** Instruções do exercício **
No texto sobre a operação Spamouflage, qual é o nome da página do Facebook à qual estava vinculado o novo grupo de contas chinesas documentado pela Foundation for Defense of Democracies?
======== Texto fornecido ========
A China, que negou interferir nos assuntos internos de outros países, agora parece estar construindo uma rede de contas em muitas plataformas para usar em novembro. “Isso lembra o estilo de operações da Rússia, mas a diferença é mais a intensidade dessa operação”, disse Margot Fulde-Hardy, ex-analista da Viginum, a agência governamental da França que combate a desinformação on-line.
Saiba mais
No passado, muitas contas do Spamouflage seguiam umas às outras, publicavam de forma desleixada em vários idiomas e, simultaneamente, bombardeavam os usuários de mídia social com mensagens idênticas em várias plataformas.
As contas mais recentes são mais difíceis de encontrar porque estão tentando criar seguidores orgânicos e parecem ser controladas por humanos em vez de bots automatizados. Uma das contas no X também tinha perfis vinculados no Instagram e no Threads, criando uma aparência de autenticidade.
A Meta, proprietária do Instagram e do Threads, removeu no ano passado milhares de contas não autênticas vinculadas ao Spamouflage no Facebook e outras no Instagram. Ela chamou uma rede que havia removido de “a maior operação de influência entre plataformas conhecida até o momento”. Centenas de contas relacionadas permaneceram em outras plataformas, incluindo TikTok, X, LiveJournal e Blogspot, disse a Meta.
A Foundation for Defense of Democracies documentou um novo grupo coordenado de contas chinesas vinculadas a uma página do Facebook com 3.000 seguidores chamada War of Somethings. O relatório ressalta a persistência dos esforços da China, apesar dos repetidos esforços da Meta para derrubar as contas Spamouflage.
”O que estamos vendo”, disse Max Lesser, analista sênior da fundação, “é que a campanha continua, sem se intimidar”.
======== Dados brutos ========
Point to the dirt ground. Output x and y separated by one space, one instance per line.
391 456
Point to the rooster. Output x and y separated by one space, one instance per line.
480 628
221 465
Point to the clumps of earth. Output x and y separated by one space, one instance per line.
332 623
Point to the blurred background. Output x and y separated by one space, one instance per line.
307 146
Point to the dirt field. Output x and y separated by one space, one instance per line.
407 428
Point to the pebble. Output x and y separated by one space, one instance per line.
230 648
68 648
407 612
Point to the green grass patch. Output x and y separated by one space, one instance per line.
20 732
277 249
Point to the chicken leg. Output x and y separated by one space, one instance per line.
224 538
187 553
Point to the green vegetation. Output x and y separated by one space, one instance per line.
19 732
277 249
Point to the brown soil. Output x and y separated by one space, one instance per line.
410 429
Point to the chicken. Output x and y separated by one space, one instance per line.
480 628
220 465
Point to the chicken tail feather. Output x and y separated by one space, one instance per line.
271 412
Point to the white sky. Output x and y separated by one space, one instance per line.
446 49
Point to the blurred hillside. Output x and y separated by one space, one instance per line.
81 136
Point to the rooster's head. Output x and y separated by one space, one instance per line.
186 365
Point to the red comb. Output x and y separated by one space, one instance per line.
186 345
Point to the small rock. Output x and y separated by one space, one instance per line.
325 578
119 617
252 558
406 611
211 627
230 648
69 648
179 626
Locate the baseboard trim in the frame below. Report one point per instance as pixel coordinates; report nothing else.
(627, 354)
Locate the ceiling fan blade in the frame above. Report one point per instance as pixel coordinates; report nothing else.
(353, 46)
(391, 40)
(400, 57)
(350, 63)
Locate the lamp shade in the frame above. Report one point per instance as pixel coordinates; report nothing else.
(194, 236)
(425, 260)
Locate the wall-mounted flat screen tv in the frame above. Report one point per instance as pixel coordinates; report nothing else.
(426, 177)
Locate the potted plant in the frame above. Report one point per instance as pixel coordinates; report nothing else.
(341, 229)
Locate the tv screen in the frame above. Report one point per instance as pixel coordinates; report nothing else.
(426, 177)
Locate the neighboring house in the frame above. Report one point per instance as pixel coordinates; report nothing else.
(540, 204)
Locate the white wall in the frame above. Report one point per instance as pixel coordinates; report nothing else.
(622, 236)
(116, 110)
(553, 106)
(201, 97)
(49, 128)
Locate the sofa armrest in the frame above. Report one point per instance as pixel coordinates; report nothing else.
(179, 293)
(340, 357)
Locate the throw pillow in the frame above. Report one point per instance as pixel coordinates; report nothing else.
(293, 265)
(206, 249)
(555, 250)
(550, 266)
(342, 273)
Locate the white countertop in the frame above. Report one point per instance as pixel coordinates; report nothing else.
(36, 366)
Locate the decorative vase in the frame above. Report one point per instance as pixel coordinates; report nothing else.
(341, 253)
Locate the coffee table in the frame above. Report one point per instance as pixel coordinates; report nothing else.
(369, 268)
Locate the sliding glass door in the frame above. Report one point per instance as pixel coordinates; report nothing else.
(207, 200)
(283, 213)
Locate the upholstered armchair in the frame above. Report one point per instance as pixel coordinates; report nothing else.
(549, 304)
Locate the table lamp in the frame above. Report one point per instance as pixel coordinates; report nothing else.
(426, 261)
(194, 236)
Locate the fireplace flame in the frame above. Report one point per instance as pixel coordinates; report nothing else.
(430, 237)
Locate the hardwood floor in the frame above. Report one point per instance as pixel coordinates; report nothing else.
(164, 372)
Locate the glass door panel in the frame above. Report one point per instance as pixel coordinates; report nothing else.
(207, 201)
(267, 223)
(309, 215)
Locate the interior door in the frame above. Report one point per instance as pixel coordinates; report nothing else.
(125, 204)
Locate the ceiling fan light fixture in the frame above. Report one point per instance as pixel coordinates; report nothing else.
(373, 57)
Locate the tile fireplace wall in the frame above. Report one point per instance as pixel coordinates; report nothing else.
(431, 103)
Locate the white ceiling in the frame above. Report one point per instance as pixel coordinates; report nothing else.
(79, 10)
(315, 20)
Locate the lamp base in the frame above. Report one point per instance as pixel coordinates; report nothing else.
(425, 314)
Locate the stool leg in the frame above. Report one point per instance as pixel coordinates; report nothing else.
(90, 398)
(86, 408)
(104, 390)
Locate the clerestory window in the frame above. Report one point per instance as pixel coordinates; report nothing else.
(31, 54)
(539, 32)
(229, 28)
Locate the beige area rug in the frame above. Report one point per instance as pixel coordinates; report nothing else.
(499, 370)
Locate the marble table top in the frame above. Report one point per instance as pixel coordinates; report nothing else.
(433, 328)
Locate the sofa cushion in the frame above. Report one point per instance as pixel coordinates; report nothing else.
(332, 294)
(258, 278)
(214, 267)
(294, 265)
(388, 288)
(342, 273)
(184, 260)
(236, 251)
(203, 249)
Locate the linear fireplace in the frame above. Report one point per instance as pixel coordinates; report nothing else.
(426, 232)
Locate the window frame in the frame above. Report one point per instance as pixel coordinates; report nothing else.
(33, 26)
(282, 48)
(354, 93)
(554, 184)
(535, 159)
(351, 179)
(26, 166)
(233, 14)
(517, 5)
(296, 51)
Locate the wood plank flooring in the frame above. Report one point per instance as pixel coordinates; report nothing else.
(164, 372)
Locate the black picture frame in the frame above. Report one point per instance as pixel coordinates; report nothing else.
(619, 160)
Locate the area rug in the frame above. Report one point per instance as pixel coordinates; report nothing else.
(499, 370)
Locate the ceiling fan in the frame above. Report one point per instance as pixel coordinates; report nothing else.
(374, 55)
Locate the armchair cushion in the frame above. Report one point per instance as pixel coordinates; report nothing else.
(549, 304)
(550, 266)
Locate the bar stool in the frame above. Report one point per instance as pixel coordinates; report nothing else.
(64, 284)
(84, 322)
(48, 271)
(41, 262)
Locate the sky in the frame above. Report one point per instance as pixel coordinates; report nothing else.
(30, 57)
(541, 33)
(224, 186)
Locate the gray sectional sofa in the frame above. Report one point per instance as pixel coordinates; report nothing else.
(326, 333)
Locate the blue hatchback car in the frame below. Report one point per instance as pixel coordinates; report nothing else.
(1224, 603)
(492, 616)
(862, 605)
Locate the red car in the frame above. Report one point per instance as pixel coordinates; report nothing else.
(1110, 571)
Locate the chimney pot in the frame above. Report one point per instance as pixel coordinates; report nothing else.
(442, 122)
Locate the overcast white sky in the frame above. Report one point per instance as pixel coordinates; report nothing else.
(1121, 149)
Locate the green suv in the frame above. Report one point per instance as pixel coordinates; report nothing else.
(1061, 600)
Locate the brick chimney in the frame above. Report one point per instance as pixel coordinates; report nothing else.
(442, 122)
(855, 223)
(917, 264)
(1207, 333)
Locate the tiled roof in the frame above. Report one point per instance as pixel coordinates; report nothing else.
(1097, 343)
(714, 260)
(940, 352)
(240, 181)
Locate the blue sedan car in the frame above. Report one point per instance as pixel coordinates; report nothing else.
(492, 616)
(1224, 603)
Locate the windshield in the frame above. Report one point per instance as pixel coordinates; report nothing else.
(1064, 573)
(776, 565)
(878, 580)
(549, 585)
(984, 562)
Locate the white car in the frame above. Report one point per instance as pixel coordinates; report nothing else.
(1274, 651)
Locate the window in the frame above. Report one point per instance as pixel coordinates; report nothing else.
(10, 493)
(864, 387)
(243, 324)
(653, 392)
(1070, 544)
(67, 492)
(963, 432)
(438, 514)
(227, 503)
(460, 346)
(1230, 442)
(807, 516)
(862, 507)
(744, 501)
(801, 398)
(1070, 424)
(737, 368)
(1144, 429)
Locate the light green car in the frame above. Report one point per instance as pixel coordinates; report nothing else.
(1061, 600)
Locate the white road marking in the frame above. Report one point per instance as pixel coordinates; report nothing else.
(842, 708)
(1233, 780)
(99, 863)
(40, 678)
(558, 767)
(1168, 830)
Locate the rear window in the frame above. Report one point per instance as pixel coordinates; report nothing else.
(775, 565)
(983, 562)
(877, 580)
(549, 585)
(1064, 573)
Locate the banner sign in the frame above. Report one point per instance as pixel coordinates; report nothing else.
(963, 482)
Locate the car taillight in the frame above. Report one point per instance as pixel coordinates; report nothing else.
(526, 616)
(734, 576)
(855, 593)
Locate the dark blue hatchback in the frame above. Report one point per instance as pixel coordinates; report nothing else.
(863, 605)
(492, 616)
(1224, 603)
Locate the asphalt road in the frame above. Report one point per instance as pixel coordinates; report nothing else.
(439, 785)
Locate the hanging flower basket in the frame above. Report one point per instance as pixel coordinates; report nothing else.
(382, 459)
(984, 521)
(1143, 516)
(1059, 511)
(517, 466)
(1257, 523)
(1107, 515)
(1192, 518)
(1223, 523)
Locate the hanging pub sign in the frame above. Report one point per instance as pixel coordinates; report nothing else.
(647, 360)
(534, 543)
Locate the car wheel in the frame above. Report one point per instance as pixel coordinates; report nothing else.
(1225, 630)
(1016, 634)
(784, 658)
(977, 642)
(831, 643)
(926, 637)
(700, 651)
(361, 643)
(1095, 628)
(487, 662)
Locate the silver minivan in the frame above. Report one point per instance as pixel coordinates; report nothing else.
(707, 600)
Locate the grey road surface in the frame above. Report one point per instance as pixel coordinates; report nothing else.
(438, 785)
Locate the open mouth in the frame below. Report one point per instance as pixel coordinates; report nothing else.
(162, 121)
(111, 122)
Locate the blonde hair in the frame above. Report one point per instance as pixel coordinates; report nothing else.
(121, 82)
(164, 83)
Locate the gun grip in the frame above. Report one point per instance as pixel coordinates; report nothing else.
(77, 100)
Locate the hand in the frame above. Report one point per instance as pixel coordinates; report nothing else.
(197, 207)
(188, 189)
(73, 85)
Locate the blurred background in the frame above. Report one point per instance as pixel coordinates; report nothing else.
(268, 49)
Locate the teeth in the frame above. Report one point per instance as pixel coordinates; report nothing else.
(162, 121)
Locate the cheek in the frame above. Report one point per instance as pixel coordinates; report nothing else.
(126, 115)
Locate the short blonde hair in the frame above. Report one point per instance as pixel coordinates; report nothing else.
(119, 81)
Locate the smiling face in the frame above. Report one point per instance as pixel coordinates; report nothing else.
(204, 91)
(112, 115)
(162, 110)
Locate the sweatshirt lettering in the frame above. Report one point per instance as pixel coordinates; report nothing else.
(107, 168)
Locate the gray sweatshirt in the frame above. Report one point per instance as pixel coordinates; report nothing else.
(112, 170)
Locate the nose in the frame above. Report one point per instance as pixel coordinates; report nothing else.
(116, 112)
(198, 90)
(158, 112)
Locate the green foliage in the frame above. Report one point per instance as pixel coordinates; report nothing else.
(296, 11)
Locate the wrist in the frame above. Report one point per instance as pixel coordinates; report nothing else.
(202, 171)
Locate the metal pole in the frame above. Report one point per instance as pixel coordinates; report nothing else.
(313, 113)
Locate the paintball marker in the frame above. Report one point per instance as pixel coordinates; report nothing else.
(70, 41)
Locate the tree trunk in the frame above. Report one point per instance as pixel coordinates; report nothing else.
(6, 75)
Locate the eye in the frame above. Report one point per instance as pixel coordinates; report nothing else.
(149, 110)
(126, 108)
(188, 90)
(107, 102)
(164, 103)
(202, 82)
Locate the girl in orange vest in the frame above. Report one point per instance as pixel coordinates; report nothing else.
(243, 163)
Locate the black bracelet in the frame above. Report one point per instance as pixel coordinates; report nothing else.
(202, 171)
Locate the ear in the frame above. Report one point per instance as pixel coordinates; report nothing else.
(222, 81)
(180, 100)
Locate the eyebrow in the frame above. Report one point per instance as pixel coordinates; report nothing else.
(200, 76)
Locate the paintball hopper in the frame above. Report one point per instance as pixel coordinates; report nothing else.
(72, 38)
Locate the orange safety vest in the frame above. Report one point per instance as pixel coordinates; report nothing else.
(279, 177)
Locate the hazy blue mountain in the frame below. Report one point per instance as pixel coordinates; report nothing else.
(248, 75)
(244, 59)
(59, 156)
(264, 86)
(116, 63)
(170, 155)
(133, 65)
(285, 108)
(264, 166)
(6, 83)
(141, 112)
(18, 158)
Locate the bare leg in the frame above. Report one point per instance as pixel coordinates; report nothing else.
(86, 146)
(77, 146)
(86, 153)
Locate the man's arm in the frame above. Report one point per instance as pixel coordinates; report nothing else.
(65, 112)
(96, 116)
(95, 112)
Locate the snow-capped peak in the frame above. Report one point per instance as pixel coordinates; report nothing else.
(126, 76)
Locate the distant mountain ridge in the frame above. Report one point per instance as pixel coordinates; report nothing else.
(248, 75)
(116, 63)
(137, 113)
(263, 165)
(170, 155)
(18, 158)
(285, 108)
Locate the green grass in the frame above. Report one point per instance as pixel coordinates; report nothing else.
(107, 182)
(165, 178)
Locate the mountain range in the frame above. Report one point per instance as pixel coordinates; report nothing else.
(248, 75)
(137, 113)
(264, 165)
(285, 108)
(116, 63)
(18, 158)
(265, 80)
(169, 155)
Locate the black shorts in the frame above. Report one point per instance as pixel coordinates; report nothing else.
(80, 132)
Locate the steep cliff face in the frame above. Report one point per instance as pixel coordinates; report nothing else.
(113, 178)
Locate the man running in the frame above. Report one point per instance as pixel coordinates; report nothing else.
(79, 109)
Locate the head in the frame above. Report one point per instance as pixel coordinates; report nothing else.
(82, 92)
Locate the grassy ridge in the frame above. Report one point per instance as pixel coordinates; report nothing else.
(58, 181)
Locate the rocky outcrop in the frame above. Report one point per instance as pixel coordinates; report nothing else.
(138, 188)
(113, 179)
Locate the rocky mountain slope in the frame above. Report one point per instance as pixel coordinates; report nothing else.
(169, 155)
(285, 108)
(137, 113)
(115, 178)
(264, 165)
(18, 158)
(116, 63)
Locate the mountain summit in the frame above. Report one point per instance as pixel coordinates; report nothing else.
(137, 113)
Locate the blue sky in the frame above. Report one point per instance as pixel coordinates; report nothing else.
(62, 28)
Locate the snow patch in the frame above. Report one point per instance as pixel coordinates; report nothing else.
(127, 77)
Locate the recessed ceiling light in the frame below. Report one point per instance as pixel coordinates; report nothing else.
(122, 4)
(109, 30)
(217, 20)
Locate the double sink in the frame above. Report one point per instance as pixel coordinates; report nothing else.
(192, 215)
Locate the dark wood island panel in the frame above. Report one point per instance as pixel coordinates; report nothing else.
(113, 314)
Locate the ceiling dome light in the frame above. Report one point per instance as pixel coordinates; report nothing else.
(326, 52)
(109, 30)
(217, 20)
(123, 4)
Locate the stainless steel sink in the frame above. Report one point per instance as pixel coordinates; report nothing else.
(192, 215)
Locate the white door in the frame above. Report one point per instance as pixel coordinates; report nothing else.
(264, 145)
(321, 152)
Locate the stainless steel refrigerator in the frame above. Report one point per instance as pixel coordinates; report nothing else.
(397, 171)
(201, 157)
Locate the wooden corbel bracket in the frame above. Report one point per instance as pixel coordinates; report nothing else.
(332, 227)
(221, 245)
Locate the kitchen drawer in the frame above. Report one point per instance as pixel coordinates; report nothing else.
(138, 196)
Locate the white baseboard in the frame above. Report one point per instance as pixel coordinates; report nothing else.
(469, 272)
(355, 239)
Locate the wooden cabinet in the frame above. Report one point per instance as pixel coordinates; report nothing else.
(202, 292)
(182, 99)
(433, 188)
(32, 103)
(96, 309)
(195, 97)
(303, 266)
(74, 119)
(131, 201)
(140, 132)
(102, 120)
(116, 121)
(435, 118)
========
** Resposta do exercício **
A página se chama War of Somethings e tinha 3.000 seguidores.